◆ Data section ◆
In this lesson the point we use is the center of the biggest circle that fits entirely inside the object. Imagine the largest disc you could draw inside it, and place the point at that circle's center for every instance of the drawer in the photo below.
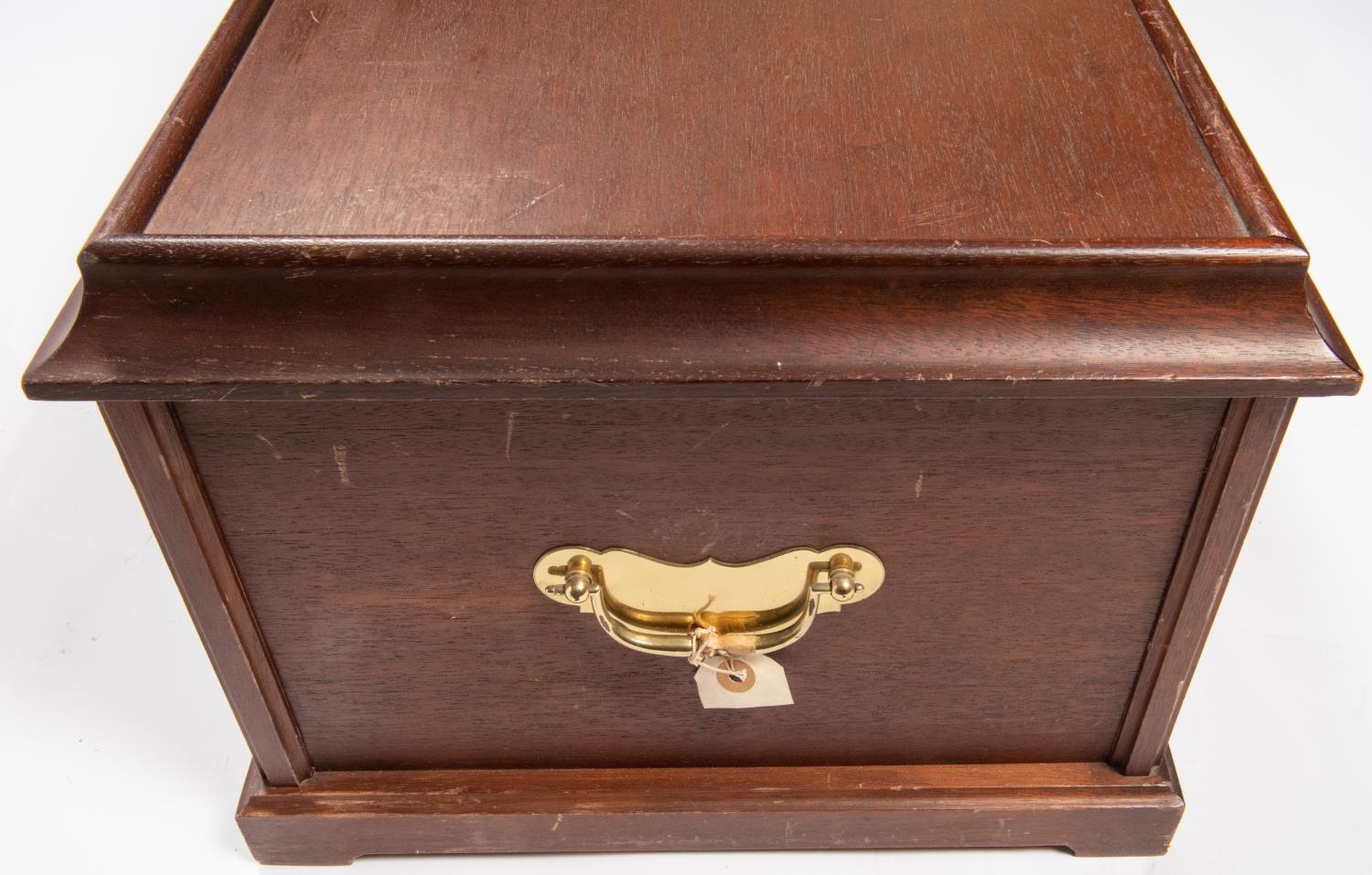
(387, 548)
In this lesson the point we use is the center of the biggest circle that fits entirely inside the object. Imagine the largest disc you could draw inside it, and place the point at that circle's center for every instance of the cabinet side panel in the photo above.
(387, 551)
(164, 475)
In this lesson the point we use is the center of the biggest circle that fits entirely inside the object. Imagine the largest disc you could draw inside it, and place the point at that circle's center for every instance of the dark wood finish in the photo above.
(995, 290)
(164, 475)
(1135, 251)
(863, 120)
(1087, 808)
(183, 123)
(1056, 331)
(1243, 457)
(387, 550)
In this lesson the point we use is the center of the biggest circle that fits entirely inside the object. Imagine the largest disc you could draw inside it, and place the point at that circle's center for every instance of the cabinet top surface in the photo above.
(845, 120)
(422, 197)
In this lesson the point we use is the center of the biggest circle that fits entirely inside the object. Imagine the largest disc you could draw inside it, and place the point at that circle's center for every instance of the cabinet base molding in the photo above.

◆ Written instruction ◆
Take the listing above and print it exactly, apart from the pictures.

◆ Task answer ◆
In this lesson the point we use is the center of the biggest circle that fits entirely inside the object. Imagine the largest disc you could draw inside it, and place the point at that circle's center for every instance of the drawer in the photo below.
(387, 548)
In this lesson the point we use is the center of the biggest circle that fits entirely inside the object. Imagine the largest disc you could draw inside it, and place the point at that circle's center for every instance of the cabinet side panel in the photo above.
(387, 551)
(164, 475)
In this lesson the point we use is the center of the biggest circle that fits entirely inside the object. Imagine the largest disc you could draw inside it, and place the point at that circle's center for every instance of the dark wood finish in the photo above.
(995, 290)
(164, 475)
(1135, 251)
(863, 120)
(1087, 808)
(183, 123)
(1056, 331)
(1243, 457)
(387, 550)
In this lesson the point we use is the center of the biggest circle that fits entirely inside the object. Imagine the largest disc you could draw inside it, and place the point at that circle's center for every instance of the cabinet top surface in the photo above.
(845, 120)
(422, 197)
In this lesson the point we use is the center of the biggest circle that fits entirely inside the object. Imagine the largest disc you could draw inside it, and place the point at that circle's center for every instance of the cabinet base molding in the photo above.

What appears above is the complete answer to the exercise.